**Goal of the exercise**
In the article about the talk on the Bayeux Tapestry, render this sentence in Spanish: "It is believed to have been created soon after the events it depicts."

**Excerpt provided**
Scholar's talk illustrates how art
can 'unlock the world around it'

The intertwining of fact and fable on a medieval tapestry was the focus of the "In the Company of Scholars" talk sponsored by the Graduate School of Arts and Sciences.

Howard Bloch, the Augustus R. Street Professor of French, spoke on the topic "Animal Fables, the Bayeux Tapestry and the Making of the Anglo-Norman World."

The Bayeux Tapestry -- a strip of embroidered linen that is 230 feet long and 20 inches wide -- chronicles the Norman conquest of England, including the death of Edward the Confessor, the Battle of Hastings in 1066 and the victory of William the Conqueror over Harold the Saxon. It is believed to have been created soon after the events it depicts.

Speaking on Nov. 20 in the Hall of Graduate Studies before an audience of about 100 students and faculty members, Bloch invited his listeners to join with him in "understanding the ways in which a work of art might not only reflect but unlock the world around it, the ways in which a great work like the Bayeux Tapestry might not only capture a cultural moment, but might actually anticipate historical change; the ways in which art might embody and even shape institutions at a critical time in the formation of Anglo-Norman or English culture out of the disparate threads of the Saxon, Viking, Celtic and Gallic world ..."

Along the top and bottom borders of the tapestry are fables depicting animals engaged in human-like power struggles or "some form of drama pitting bodily appetite against the logical faculties," said Bloch.

The Yale scholar analyzed several inches of that border, providing historical and political context as well as literary analysis. He said the margins of the Bayeux Tapestry provide an "interpretive space" that provides visual commentary on "the events of the conquest, which they frame, and about the process of framing itself."

The fables embroidered onto the borders of the Bayeux Tapestry have been interpreted in a variety of ways, said Bloch. Some scholars believe they are purely decorative and have "no relation to the central narrative whatsoever," while others contend the fables illuminate the character and motivation of the main protagonists in the historic drama or that they are "a satire of the Norman point of view from the English side and thus a form of immediate resistance to invasion," he noted.

A run of rows
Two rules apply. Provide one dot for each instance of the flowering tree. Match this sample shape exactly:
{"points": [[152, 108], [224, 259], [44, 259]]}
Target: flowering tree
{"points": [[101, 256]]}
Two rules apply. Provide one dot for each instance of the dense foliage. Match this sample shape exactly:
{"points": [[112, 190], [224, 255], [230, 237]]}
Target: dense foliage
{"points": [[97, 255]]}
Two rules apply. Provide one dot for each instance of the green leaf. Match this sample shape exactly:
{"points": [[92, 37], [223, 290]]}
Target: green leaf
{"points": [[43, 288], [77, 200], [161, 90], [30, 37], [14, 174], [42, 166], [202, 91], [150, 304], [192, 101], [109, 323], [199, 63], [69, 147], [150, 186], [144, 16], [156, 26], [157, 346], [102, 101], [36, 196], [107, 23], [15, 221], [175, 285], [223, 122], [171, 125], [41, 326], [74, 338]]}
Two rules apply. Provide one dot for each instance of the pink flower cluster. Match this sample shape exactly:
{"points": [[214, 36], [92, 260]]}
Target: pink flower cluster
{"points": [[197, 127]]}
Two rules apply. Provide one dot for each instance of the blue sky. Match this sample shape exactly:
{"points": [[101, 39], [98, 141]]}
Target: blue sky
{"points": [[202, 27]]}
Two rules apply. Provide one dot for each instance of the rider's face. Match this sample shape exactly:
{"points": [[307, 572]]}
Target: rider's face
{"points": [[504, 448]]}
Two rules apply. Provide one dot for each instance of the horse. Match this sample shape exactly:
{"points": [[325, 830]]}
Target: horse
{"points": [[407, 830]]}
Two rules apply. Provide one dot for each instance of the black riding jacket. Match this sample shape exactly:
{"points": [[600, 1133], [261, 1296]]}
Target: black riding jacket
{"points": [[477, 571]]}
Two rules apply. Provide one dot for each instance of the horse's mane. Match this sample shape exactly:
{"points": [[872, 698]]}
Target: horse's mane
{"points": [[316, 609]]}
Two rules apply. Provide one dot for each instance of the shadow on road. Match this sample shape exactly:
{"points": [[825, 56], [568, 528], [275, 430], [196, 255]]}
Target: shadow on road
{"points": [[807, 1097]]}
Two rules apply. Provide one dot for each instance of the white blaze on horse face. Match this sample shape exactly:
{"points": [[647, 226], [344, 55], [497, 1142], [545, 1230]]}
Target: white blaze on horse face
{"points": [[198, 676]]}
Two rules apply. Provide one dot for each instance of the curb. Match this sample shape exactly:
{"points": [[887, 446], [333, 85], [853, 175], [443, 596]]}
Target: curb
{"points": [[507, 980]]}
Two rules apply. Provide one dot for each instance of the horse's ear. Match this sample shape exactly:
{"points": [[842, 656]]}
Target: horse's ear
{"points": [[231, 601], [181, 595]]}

**Finished answer**
Se cree que fue creado poco después de los acontecimientos que representa.